- _SUPPLIED TEXT_
* Start *

Facebook Furore!

I came across this article on the Stuff website about children’s use of Facebook at a Wellington Primary School which had got itself in a bit of strife when trying to sort out issues around children’s use of Facebook.

Take a read!


I wonder if the paper is reporting the issue as it actually unfolded?

I see many underage children on Facebook. Most, I believe, are there with their parent’s knowlege and permission, over-riding Facebook’s own rules.

I wonder why the school, the parents or whoever, didn’t just go looking for themselves for what children are doing on Facebook, rather than having children expose their accounts?

In one place the article says that children should never surrender their passwords and indeed they shouldn’t but nowhere in the article did it actually say that the children ever did share their passwords, they just shared their timeline view.

And this from a concerned parent…

The woman, who did not want to be named because it could identify her daughter, was “computer illiterate” and had no computer of her own to monitor her daughter’s online activity.

She thought someone should be policing online age restrictions, but not schools. “I agree children shouldn’t be on Facebook under the age of 13, but it’s not the school’s place to be sorting this out.

“After school and weekends are a family’s time, not school’s time.”

* End *

- _GIVEN DATA_
* Start *

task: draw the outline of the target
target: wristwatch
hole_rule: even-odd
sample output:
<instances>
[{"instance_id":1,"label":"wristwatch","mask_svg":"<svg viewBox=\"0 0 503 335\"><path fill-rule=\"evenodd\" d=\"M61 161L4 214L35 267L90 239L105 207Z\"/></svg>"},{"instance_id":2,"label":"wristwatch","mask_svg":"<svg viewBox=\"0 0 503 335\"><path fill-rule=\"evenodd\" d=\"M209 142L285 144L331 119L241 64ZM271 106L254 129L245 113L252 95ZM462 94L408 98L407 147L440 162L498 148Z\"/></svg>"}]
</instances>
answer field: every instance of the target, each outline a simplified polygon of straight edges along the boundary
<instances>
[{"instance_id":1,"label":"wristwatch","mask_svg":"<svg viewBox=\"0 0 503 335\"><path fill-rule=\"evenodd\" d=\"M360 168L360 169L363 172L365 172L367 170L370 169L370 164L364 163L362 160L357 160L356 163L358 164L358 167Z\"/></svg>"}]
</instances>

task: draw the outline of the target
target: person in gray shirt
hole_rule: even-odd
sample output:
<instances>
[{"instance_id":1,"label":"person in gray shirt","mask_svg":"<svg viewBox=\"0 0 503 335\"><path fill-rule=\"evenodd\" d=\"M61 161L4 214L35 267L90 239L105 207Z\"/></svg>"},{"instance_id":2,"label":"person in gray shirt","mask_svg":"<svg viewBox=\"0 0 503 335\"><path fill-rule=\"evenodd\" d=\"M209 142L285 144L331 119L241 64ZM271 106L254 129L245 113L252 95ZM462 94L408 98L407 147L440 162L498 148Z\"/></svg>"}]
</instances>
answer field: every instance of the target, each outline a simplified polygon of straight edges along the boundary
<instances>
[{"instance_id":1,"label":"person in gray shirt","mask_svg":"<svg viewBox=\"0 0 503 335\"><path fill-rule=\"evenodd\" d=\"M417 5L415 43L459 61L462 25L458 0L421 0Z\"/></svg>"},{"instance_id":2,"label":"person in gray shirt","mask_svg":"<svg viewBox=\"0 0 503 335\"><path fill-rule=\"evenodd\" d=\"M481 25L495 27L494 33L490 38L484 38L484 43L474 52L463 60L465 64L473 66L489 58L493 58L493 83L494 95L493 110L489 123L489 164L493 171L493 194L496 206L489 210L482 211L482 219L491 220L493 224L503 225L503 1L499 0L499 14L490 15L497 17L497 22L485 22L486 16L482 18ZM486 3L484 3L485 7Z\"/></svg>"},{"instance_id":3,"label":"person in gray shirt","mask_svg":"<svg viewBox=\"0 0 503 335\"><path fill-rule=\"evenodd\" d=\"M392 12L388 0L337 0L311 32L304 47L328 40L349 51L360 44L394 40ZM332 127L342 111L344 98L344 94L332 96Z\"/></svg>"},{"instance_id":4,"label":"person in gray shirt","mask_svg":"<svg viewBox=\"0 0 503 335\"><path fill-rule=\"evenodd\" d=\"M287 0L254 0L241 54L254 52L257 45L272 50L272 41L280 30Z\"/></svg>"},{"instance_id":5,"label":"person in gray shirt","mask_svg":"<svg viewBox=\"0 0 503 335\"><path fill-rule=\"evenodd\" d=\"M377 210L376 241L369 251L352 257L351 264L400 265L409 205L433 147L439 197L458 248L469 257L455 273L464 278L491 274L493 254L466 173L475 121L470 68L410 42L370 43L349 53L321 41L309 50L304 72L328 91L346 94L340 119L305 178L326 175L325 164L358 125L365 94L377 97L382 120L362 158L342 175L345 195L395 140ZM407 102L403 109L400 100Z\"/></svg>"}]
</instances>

* End *

- _PROBLEMS_
A. Translate this sentence from the text about children's use of Facebook into Spanish: "I see many underage children on Facebook."
B. List every line of the records that contains the word "wristwatch". Case counts.
The text and the records have no connection to each other.

- _CORRECT ANSWERS_
A. Veo a muchos niños menores de edad en Facebook.

B.
target: wristwatch
[{"instance_id":1,"label":"wristwatch","mask_svg":"<svg viewBox=\"0 0 503 335\"><path fill-rule=\"evenodd\" d=\"M61 161L4 214L35 267L90 239L105 207Z\"/></svg>"},{"instance_id":2,"label":"wristwatch","mask_svg":"<svg viewBox=\"0 0 503 335\"><path fill-rule=\"evenodd\" d=\"M209 142L285 144L331 119L241 64ZM271 106L254 129L245 113L252 95ZM462 94L408 98L407 147L440 162L498 148Z\"/></svg>"}]
[{"instance_id":1,"label":"wristwatch","mask_svg":"<svg viewBox=\"0 0 503 335\"><path fill-rule=\"evenodd\" d=\"M360 168L360 169L363 172L365 172L367 170L370 169L370 164L364 163L362 160L357 160L356 163L358 164L358 167Z\"/></svg>"}]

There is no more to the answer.